▸ **The task**: Reproduce each line of the listing below verbatim.

[Excerpts from pointing data]
··········

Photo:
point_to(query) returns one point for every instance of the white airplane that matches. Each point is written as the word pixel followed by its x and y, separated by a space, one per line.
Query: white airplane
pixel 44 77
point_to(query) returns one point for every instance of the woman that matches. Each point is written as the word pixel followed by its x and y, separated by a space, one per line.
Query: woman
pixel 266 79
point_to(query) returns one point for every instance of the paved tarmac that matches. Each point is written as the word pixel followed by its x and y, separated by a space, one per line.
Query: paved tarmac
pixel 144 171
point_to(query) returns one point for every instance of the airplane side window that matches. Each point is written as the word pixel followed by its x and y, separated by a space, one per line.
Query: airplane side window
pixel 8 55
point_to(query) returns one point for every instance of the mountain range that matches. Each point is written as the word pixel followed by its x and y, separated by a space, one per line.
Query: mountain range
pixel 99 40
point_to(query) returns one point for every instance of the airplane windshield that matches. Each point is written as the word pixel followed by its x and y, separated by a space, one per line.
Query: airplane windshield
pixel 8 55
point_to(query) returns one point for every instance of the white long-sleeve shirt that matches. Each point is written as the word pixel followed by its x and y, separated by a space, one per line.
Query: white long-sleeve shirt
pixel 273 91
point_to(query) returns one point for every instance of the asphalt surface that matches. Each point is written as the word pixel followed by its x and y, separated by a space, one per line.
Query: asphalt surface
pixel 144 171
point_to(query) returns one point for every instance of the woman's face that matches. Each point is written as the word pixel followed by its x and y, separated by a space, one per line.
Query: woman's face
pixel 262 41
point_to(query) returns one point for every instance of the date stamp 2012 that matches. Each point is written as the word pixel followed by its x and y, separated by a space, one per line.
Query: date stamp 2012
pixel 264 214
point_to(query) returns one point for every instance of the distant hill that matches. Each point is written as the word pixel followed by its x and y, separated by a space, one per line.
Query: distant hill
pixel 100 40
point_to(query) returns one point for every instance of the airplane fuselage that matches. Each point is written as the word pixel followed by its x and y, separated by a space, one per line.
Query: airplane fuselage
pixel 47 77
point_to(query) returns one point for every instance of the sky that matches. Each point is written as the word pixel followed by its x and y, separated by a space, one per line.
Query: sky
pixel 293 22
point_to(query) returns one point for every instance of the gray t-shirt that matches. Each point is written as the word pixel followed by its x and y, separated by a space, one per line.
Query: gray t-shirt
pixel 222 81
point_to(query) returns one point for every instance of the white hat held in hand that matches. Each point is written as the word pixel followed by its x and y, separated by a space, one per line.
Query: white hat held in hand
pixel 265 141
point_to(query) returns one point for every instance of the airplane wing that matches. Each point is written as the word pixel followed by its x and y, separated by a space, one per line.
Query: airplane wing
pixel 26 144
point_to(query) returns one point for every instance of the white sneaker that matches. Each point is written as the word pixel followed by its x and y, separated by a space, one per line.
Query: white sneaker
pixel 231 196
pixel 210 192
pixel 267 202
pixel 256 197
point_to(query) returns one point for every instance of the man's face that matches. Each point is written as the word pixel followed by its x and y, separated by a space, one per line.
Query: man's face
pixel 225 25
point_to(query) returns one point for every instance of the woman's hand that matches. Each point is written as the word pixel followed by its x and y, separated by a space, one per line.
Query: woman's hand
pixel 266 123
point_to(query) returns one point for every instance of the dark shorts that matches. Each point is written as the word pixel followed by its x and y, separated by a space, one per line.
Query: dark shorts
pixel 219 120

··········

▸ **Output of the exercise**:
Photo:
point_to(query) returns one point for every instance of the white airplane that matches. Each point is written as the word pixel followed by its x and y, separated by a space, one per line.
Query: white airplane
pixel 44 77
point_to(query) returns one point for every instance of the woman that matches. Each point is written as the word pixel followed by its x and y, separated by a space, one per line.
Query: woman
pixel 266 79
point_to(query) returns one point for every instance of the paved tarmac that matches. Each point is written as the word pixel followed by its x and y, separated by a space, one per line.
Query: paved tarmac
pixel 144 171
point_to(query) returns one point for every instance of the airplane side window that matches. Each point is written as the word pixel followed by its x and y, separated by a space, one per line.
Query: airplane side window
pixel 8 55
point_to(query) returns one point for every instance of the mountain range that matches. Each point is written as the word pixel followed by its x and y, separated by a space, one per line.
Query: mountain range
pixel 99 40
point_to(query) returns one point for every instance of the airplane windshield that matches. Each point is written as the word pixel followed by its x and y, separated by a space, one per line.
Query: airplane windshield
pixel 8 55
point_to(query) returns one point for every instance of the white long-sleeve shirt that matches. Each point is written as the word pixel followed by its x and y, separated by a space, one per line.
Query: white long-sleeve shirt
pixel 273 91
point_to(query) returns one point for every instance of the asphalt surface that matches. Each point is written as the word pixel followed by its x and y, separated by a space, one per line.
Query: asphalt surface
pixel 144 171
point_to(query) returns one point for every instance of the woman's face that matches. Each point is written as the word pixel followed by its x and y, separated by a space, one per line.
Query: woman's face
pixel 262 41
point_to(query) returns one point for every instance of the date stamp 2012 that matches. Each point is written as the word pixel followed by its x and y, separated by a space, one per line.
Query: date stamp 2012
pixel 264 214
point_to(query) returns one point for every instance of the distant hill that matches. Each point is written as the word pixel followed by its x and y, separated by a space, one per line.
Query: distant hill
pixel 100 40
point_to(query) returns one point for every instance of the airplane fuselage that matches. Each point is written as the word pixel followed by its x and y, separated by a space, one per line.
Query: airplane fuselage
pixel 47 77
point_to(query) returns one point for every instance of the sky that matches. Each point is written as the word pixel followed by its x and y, separated by a space, one per line.
Query: sky
pixel 293 22
point_to(query) returns one point for every instance of the gray t-shirt that matches. Each point is written as the word pixel followed by its x and y, separated by a space, one per line.
Query: gray t-shirt
pixel 222 81
point_to(query) returns one point for every instance of the white hat held in hand that matches. Each point is written as the word pixel followed by its x and y, separated by a space, one per line.
Query: white hat held in hand
pixel 265 141
point_to(query) returns one point for every instance of the airplane wing that matches. Each point is written as the word pixel followed by its x and y, separated by a space, one per line.
Query: airplane wing
pixel 26 144
point_to(query) returns one point for every instance of the white sneaker that matches. Each point is written as the word pixel followed by its x and y, separated by a space, one per line.
Query: white sneaker
pixel 231 196
pixel 210 192
pixel 267 202
pixel 256 197
point_to(query) returns one point for every instance of the man's face that matches. Each point is written as the word pixel followed by its x and y, separated by a space, one per line.
Query: man's face
pixel 225 25
point_to(query) returns one point for every instance of the woman's hand that matches. Each point is written as the word pixel followed by its x and y, separated by a space, one per line.
Query: woman's hand
pixel 266 123
point_to(query) returns one point for every instance of the dark shorts that matches. Each point is written as the word pixel followed by its x and y, separated by a space, one per line.
Query: dark shorts
pixel 219 120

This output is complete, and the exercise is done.